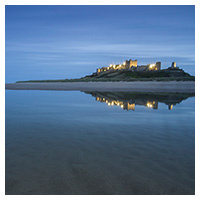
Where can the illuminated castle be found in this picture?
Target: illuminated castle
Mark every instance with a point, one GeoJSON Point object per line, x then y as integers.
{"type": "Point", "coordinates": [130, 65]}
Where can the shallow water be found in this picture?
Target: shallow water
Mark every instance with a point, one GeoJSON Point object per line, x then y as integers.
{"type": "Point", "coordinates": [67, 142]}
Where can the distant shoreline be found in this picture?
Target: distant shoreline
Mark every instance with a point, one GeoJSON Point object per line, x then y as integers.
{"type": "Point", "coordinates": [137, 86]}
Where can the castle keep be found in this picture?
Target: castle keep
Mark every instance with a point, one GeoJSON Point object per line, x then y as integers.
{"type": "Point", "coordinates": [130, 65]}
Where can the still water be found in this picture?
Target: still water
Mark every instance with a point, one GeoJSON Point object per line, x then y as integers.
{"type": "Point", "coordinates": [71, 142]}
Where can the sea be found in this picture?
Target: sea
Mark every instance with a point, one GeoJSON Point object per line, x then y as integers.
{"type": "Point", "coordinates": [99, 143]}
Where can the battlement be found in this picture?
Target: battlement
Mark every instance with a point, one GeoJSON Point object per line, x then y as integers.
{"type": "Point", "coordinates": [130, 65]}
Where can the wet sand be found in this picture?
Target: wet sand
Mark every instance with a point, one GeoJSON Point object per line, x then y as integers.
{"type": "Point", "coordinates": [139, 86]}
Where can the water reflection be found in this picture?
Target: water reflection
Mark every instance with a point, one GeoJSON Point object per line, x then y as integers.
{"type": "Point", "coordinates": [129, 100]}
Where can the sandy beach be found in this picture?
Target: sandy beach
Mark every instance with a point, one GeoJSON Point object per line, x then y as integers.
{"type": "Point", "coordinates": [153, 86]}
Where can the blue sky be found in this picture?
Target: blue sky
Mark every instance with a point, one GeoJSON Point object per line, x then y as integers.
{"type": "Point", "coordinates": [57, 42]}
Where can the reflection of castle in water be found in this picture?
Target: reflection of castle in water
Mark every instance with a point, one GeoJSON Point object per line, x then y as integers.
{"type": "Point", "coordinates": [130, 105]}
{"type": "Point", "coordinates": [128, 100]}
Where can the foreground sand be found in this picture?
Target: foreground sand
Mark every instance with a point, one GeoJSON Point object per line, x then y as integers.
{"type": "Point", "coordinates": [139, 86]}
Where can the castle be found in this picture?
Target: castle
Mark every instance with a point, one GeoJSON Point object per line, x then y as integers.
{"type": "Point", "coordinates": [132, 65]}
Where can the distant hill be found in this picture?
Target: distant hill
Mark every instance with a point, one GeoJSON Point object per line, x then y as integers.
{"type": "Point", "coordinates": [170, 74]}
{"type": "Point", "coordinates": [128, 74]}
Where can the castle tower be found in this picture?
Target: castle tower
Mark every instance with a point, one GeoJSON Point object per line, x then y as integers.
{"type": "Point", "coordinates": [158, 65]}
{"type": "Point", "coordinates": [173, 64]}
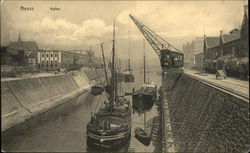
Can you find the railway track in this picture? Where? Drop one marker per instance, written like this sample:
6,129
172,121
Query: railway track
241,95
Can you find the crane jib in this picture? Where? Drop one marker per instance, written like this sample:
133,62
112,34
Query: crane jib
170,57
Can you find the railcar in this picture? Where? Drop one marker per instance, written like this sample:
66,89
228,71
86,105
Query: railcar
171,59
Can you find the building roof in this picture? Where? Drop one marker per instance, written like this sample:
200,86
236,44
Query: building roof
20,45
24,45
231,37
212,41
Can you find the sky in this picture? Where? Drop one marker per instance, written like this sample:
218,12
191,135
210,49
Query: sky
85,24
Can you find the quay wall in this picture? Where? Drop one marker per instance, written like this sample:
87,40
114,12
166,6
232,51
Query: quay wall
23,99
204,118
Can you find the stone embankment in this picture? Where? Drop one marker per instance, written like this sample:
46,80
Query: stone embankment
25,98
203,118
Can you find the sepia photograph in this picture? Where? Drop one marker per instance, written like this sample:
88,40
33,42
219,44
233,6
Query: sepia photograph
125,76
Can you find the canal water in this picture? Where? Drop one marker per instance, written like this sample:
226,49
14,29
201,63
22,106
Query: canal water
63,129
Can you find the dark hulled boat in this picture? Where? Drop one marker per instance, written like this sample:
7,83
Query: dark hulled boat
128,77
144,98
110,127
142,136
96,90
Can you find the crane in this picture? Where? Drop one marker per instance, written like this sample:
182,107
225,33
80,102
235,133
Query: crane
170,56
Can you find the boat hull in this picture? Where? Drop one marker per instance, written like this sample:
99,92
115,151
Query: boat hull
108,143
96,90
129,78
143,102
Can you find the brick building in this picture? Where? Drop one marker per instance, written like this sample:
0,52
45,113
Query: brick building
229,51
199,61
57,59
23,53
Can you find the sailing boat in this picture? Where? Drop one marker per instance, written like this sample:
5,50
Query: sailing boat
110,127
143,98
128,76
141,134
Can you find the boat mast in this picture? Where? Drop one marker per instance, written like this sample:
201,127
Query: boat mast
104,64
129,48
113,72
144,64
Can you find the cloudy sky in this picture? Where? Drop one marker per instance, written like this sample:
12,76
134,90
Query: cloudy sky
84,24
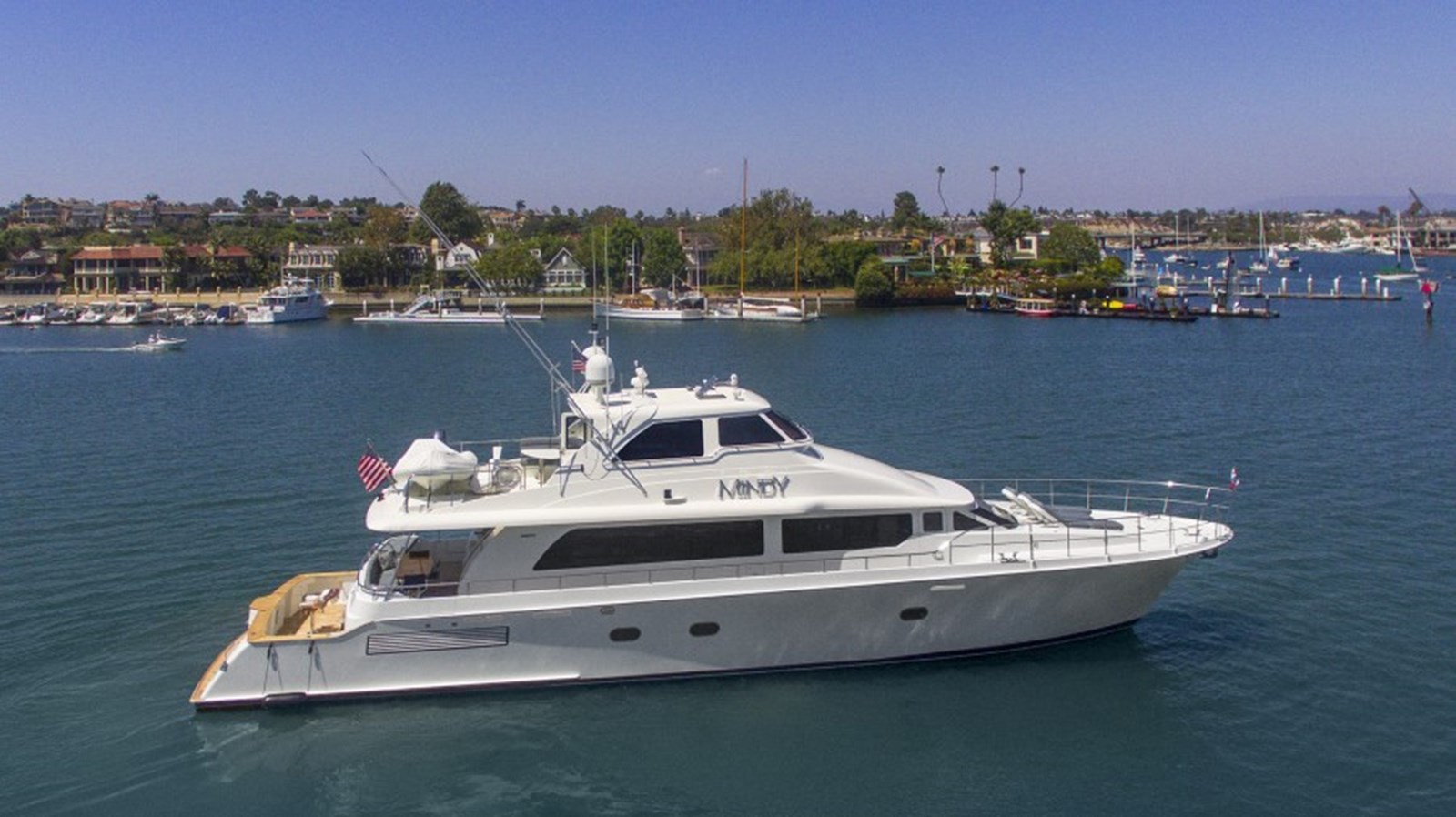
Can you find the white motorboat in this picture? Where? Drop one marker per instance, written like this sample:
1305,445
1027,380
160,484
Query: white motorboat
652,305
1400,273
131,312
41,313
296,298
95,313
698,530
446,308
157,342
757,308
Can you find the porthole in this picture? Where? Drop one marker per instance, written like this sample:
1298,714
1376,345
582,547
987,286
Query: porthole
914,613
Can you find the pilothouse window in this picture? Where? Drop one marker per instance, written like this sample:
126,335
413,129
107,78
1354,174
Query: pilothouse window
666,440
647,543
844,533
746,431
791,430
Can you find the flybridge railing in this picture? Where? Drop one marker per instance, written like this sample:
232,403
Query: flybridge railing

□ □ □

PROBLEM TO SOLVE>
In the material, find each line with the word "castle" and list it.

PROBLEM SOLUTION>
Where can the illuminated castle be found in this picture?
Target: illuminated castle
Where can the castle keep be found in this picture?
Target: castle keep
Where can the reflection of castle in water be found in this picture?
Target: reflection of castle in water
Where can the castle be found in this picture?
Target: castle
Where can the castle tower be found in this picture?
Target: castle tower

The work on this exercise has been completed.